WHAT IS REQUIRED: Please quote each of the items below word for word, keeping every line the same.

***

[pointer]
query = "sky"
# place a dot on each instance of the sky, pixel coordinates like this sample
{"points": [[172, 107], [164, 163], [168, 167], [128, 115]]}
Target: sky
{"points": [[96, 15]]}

***

EXERCISE RESULT:
[pointer]
query = "sky"
# place a dot on each instance of the sky, pixel coordinates like this sample
{"points": [[172, 107], [164, 163], [168, 167], [128, 115]]}
Target: sky
{"points": [[96, 15]]}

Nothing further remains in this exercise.